=== TO BE DONE ===
Write out the listing in full, matching it word for word.

=== RECORDS TO PROCESS ===
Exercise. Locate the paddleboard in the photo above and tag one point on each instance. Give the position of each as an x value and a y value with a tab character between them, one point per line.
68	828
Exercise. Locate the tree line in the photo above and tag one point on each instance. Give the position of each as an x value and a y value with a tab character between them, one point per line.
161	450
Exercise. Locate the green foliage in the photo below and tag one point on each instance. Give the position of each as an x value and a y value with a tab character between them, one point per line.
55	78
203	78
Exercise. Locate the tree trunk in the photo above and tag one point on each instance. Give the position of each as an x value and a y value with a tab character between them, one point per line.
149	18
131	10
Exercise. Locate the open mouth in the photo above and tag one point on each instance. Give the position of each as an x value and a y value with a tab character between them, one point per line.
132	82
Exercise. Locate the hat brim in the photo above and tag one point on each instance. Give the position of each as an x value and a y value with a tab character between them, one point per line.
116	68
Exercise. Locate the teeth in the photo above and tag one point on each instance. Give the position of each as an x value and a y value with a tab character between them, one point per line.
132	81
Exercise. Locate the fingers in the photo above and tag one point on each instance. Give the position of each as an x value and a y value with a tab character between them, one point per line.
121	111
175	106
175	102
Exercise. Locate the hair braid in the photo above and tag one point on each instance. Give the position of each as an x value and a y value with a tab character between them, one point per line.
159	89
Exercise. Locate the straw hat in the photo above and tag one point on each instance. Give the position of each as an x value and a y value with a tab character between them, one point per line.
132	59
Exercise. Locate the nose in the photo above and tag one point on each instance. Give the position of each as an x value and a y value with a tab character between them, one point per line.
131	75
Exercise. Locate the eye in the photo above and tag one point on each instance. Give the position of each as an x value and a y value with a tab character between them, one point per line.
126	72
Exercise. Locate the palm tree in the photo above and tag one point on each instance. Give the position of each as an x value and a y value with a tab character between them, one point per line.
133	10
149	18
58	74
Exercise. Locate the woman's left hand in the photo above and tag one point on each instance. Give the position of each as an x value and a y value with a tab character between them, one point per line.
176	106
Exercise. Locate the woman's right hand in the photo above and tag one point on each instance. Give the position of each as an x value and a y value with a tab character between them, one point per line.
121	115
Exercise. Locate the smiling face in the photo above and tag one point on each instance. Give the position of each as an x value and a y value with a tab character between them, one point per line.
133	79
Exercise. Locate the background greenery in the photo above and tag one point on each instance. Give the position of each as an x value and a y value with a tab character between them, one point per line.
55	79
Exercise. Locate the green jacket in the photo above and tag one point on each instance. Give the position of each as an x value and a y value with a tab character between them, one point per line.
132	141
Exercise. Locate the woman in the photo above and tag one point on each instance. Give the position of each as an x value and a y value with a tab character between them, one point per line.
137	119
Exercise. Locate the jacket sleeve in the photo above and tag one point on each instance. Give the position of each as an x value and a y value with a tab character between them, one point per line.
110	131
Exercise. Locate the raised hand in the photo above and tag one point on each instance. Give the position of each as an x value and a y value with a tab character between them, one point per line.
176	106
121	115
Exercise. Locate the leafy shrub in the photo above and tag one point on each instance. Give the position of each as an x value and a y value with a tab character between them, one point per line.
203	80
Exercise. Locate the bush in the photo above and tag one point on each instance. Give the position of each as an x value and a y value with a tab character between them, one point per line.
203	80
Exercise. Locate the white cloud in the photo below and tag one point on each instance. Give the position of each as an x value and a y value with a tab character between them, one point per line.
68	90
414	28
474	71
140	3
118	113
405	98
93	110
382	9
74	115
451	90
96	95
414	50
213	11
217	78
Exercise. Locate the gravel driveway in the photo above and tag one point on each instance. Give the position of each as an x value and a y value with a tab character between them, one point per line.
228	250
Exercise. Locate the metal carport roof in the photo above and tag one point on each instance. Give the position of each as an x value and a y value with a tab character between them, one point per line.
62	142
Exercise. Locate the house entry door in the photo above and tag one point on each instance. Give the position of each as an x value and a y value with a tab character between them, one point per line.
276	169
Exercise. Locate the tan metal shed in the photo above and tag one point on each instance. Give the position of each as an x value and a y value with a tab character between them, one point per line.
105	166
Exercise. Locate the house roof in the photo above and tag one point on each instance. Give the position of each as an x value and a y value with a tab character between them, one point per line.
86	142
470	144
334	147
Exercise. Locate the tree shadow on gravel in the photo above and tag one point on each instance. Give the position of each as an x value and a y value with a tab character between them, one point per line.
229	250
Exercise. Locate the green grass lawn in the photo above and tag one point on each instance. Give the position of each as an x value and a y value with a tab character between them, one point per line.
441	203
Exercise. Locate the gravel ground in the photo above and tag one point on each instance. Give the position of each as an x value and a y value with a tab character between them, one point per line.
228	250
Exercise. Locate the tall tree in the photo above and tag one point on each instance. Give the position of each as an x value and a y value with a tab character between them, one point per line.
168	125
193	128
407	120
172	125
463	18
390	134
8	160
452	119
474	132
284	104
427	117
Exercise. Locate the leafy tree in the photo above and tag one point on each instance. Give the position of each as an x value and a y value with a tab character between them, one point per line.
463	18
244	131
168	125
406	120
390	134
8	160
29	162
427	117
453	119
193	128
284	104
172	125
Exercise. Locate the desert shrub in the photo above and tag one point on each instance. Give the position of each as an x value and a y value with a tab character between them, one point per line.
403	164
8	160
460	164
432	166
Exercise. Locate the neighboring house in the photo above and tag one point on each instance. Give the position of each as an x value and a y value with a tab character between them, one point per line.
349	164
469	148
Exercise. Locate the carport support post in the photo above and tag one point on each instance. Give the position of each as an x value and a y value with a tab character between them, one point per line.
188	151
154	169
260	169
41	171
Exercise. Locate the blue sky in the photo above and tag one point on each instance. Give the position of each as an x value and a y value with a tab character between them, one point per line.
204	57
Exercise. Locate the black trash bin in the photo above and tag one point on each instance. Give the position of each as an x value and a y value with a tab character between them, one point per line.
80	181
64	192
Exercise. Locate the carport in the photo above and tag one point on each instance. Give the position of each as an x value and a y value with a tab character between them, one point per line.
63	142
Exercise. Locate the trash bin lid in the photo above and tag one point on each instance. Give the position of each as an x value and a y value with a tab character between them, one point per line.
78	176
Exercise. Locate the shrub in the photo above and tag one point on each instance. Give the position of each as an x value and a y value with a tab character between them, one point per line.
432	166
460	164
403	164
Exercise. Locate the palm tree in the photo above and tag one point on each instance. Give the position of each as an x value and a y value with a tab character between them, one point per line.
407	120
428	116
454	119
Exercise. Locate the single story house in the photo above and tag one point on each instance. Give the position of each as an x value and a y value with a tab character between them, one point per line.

=== RESULT OF THIS TASK ===
Exercise. Locate the paddleboard in the photo above and tag one point on each instance. Give the position of each as an x value and a y value with a tab character between them, one point per line.
68	828
Exercise. Locate the tree line in the photo above and tag one point on each instance. Give the position of each as an x value and a y value with a tab character between them, one point per line.
161	450
Exercise. Locate the green foliage in the photo below and tag one point on each instance. Give the position of each as an x value and a y value with a tab character between them, one point per line.
55	78
203	78
Exercise. Locate the tree trunk in the photo above and tag one point on each instance. Give the position of each as an x value and a y value with a tab character between them, one point per line.
149	18
131	10
Exercise. Locate the open mouth in the photo above and tag one point on each instance. Give the position of each as an x value and a y value with a tab character between them, one point per line.
132	82
Exercise. Locate the hat brim in the photo above and tag one point on each instance. Give the position of each as an x value and a y value with a tab character between them, one point per line.
116	68
Exercise. Locate the teeth in the photo above and tag one point on each instance. Give the position of each as an x value and a y value with a tab character between them, one point per line.
132	81
Exercise. Locate the fingers in the photo above and tag one point on each instance. Give the position of each as an x value and a y value with a tab character between them, one point per line.
121	111
175	106
175	102
Exercise. Locate the hair braid in the photo above and tag one point on each instance. Give the position of each as an x value and a y value with a tab character between them, one point per line.
159	89
Exercise. Locate the straw hat in the photo above and tag one point on each instance. Give the position of each as an x value and a y value with a tab character between them, one point per line.
132	59
Exercise. Locate the nose in the photo above and tag one point on each instance. Give the position of each as an x value and a y value with a tab character between them, one point per line.
131	75
Exercise. Locate the eye in the photo above and tag one point on each instance. Give the position of each as an x value and a y value with a tab character between them, one point per line.
126	72
Exercise. Locate the palm tree in the photo above and tag one point on each instance. Give the position of each as an x value and a y value with a tab character between them, one point per line.
133	10
149	18
58	74
Exercise. Locate the woman's left hand in the photo above and tag one point on each instance. Give the position of each as an x value and a y value with a tab character between them, one point per line.
176	106
Exercise. Locate the woman's right hand in the photo above and tag one point on each instance. Give the position of each as an x value and a y value with a tab character between them, one point per line.
121	115
Exercise. Locate the smiling face in the photo above and tag one point on each instance. Give the position of each as an x value and a y value with a tab character between them, one point per line.
133	79
Exercise. Locate the background greenery in the photo above and tag one point on each instance. Give the position of each as an x value and a y value with a tab character between them, one point per line.
55	79
Exercise. Locate the green jacket in the photo above and tag one point on each instance. Give the position of each as an x value and a y value with a tab character between them, one point per line.
132	141
Exercise. Locate the woman in the photo above and tag one point on each instance. Give the position of each as an x value and a y value with a tab character between them, one point per line.
137	119
Exercise. Locate the jacket sleeve in the photo above and tag one point on each instance. Give the position of each as an x value and a y value with a tab character between them, one point per line.
110	131
Exercise. Locate the raised hand in the photo above and tag one point on each instance. Give the position of each as an x value and a y value with a tab character between them, one point per line.
176	106
121	115
Exercise. Locate the leafy shrub in the photo above and tag one point on each instance. Give the position of each as an x value and a y value with a tab character between them, one point per line.
203	80
Exercise. Locate the bush in the photo above and tag one point on each instance. Give the position of each as an x value and a y value with a tab character between them, one point per line.
203	80
Exercise. Locate the white cloud in the photo below and tag one point on each instance. Give the position of each as an x value and a y value with a tab character between them, one point per line.
68	90
414	28
474	71
140	3
118	113
405	98
93	110
382	9
74	115
451	90
96	95
414	50
213	11
217	78
Exercise. Locate the gravel driveway in the photo above and tag one point on each instance. Give the position of each as an x value and a y value with a tab character between them, one point per line.
228	250
Exercise. Locate the metal carport roof in the photo above and tag one point on each instance. Give the position of each as an x value and a y value with a tab character between them, one point per line.
62	142
Exercise. Locate the house entry door in the photo above and tag one point on each instance. Give the position of each as an x value and a y value with a tab character between them, one point per line.
276	169
Exercise. Locate the tan metal shed in the photo above and tag one point on each instance. Give the position of each as an x value and a y value with a tab character between them, one point per line.
105	166
Exercise. Locate the house roof in the photo above and tag one point on each instance. Give the position of each as an x value and a y value with a tab character between them, one point per line.
86	142
470	144
334	147
Exercise. Locate the tree shadow on gravel in the photo above and tag one point on each instance. Give the position of each as an x value and a y value with a tab character between them, one point per line.
229	250
Exercise. Locate the green grass lawn in the photo above and tag one point on each instance. Give the position of each as an x value and a y value with a tab character between them, one point per line.
441	203
Exercise. Locate the gravel ground in the photo above and tag one point on each instance. Give the position of each as an x value and a y value with a tab character between them, one point per line.
228	250
Exercise. Locate the tall tree in the photo above and tag one point on each instance. Give the position of each as an x value and a y value with a tab character between them, one point per line.
168	125
193	128
407	120
172	125
463	18
390	134
8	160
452	119
474	132
284	104
427	117
Exercise. Locate the leafy tree in the photo above and tag one point on each instance. Give the position of each as an x value and a y value with a tab character between them, one point per line.
463	18
244	131
168	125
406	120
390	134
8	160
29	162
427	117
453	119
193	128
284	104
172	125
Exercise. Locate the desert shrub in the photo above and tag one point on each instance. Give the position of each as an x value and a y value with a tab character between them, one point per line.
403	164
8	160
460	164
432	166
Exercise. Locate the neighboring house in the photo above and tag one point on each instance. Give the position of each as an x value and a y value with a tab character between them, one point per line.
349	164
469	148
Exercise. Locate the carport support post in the photo above and tag one point on each instance. Give the position of each as an x value and a y value with a tab character between them, one point per line.
188	151
154	169
260	169
41	171
Exercise. Locate the blue sky in the photo above and tag one point on each instance. Give the position of each as an x value and a y value with a tab character between them, one point per line.
204	57
Exercise. Locate the black trash bin in the photo above and tag one point on each instance. Give the position of each as an x value and a y value with a tab character between them, one point per line.
80	181
64	192
Exercise. Locate the carport in the photo above and tag one point on each instance. Give the position of each as an x value and a y value with a tab character between them, one point per line.
63	142
Exercise. Locate the trash bin lid in the photo above and tag one point on each instance. Give the position of each as an x value and a y value with a tab character between them, one point per line.
78	176
Exercise. Locate the shrub in the photo above and tag one point on each instance. Give the position of each as an x value and a y value with a tab character between them, one point per line.
432	166
460	164
403	164
Exercise. Locate the palm tree in the photo above and tag one point on each instance. Give the position of each as an x value and a y value with a tab character between them, one point per line.
407	120
428	116
454	119
Exercise. Locate the single story house in the photo above and tag one point on each instance. Give the position of each as an x value and a y value with a tab character between them, one point per line.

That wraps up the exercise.